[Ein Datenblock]
****************
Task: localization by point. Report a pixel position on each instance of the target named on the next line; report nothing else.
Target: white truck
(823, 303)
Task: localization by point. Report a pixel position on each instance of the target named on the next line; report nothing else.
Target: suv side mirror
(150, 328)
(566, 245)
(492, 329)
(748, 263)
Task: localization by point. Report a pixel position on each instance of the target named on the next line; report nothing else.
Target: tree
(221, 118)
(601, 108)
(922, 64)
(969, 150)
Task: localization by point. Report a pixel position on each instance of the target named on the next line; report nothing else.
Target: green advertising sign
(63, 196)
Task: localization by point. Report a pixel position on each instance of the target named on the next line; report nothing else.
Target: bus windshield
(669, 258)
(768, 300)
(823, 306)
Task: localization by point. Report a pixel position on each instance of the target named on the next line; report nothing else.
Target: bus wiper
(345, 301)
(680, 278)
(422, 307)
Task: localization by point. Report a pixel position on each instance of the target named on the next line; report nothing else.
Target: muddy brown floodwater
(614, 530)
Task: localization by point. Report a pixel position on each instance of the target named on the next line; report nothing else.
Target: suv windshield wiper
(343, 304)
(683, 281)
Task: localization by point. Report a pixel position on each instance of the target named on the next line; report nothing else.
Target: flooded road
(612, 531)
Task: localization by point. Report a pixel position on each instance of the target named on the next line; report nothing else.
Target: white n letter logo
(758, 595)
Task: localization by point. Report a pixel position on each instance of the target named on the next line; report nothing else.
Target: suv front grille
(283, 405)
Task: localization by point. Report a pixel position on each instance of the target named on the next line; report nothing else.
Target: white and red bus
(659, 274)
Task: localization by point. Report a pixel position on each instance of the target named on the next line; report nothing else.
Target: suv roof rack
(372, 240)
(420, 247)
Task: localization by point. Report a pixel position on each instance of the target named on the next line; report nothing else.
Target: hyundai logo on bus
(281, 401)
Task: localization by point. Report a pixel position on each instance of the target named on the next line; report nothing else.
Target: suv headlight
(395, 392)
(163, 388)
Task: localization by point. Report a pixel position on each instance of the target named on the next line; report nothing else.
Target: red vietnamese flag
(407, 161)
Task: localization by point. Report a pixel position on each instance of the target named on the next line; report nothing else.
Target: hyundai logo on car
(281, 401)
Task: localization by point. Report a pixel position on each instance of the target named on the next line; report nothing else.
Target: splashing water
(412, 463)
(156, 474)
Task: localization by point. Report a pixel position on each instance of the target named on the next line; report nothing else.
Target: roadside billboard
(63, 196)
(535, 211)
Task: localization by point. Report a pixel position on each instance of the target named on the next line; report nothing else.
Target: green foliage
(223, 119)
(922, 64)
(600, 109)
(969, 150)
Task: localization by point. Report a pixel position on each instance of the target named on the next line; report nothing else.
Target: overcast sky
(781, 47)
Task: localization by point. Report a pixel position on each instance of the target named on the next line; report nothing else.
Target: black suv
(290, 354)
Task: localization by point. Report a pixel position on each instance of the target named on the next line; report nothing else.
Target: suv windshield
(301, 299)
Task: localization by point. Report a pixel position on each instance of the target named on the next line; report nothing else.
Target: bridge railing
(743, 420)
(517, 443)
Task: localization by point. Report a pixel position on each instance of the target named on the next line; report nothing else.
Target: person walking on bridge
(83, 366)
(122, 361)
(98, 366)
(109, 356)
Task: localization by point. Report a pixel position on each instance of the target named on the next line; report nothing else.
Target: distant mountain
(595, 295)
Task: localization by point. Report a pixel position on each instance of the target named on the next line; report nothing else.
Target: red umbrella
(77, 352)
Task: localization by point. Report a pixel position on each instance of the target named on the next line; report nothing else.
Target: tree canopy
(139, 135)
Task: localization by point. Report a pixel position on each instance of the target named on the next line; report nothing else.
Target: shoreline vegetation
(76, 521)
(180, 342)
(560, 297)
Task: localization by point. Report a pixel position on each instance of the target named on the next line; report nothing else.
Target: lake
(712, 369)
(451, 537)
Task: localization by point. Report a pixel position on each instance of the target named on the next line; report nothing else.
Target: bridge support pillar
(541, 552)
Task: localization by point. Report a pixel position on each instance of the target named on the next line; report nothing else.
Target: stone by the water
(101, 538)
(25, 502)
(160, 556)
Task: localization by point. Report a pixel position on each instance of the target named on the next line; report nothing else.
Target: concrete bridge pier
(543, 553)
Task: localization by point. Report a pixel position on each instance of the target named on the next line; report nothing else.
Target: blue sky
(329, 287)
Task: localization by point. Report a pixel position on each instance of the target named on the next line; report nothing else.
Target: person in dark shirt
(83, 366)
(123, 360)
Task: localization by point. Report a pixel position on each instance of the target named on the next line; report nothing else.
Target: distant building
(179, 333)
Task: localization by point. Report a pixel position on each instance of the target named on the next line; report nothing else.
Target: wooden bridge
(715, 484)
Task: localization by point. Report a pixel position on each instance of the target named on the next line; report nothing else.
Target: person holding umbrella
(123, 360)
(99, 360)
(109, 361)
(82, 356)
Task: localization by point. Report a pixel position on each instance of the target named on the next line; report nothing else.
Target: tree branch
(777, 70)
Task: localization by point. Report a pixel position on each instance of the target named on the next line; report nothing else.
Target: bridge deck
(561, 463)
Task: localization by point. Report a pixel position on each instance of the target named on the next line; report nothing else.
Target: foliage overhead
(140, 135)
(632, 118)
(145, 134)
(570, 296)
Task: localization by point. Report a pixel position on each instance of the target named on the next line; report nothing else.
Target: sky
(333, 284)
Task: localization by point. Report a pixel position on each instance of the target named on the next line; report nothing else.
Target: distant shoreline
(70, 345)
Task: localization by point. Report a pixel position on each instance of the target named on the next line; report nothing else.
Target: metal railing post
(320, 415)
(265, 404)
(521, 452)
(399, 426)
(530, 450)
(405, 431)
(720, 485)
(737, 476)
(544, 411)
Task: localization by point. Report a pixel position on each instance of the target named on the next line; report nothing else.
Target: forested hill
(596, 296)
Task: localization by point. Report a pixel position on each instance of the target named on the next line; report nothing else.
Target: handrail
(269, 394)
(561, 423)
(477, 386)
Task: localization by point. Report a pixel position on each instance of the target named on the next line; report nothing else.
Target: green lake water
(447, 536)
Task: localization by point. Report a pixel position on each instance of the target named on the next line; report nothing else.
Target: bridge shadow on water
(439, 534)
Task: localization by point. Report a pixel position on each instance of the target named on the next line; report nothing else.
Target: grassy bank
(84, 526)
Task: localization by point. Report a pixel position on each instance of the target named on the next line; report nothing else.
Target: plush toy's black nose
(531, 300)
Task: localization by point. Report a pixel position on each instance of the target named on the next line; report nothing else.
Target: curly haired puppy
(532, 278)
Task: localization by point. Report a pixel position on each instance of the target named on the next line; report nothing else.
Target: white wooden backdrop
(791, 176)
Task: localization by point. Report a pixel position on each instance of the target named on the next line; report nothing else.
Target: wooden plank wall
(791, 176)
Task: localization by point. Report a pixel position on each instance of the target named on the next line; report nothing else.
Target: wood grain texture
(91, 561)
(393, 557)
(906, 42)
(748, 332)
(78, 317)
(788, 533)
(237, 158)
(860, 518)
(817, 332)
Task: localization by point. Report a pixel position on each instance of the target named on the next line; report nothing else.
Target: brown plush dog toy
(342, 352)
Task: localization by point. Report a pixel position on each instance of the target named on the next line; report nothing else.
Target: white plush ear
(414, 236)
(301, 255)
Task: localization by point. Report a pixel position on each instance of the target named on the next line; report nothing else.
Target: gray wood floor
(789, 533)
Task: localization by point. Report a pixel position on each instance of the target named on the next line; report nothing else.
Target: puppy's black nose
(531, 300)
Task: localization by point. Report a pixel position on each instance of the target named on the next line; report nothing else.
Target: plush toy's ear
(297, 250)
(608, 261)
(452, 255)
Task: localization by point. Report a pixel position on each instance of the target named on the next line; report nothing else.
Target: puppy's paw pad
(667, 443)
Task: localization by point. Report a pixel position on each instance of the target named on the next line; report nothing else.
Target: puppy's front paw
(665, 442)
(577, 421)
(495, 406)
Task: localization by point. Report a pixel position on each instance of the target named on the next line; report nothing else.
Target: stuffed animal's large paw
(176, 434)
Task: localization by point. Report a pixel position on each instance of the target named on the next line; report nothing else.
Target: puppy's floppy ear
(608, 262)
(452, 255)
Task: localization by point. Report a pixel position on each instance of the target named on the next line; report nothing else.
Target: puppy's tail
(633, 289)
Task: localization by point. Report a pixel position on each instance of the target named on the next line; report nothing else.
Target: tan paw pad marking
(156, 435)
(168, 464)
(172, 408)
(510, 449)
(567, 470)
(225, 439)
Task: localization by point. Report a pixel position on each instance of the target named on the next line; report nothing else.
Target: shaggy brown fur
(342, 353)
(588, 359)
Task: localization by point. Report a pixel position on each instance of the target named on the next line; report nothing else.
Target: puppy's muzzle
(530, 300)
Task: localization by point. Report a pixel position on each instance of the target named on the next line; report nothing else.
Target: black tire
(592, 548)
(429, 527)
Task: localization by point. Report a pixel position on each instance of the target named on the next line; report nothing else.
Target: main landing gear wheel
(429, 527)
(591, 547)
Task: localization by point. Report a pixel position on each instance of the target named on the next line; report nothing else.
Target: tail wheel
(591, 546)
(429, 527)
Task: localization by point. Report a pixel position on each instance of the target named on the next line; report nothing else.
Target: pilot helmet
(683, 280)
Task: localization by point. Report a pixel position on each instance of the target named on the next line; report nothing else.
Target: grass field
****************
# GESTELLTE AUFGABE
Suche aus dem Datenblock oben jede Zeile heraus, die die Zeichenfolge „bridge“ enthält, und gib sie wörtlich wieder. Groß- und Kleinschreibung zählt.

# SCHRIFTLICHE ANTWORT
Target: bridge railing
Target: person walking on bridge
Target: bridge support pillar
Target: concrete bridge pier
Target: wooden bridge
Target: bridge deck
Target: bridge shadow on water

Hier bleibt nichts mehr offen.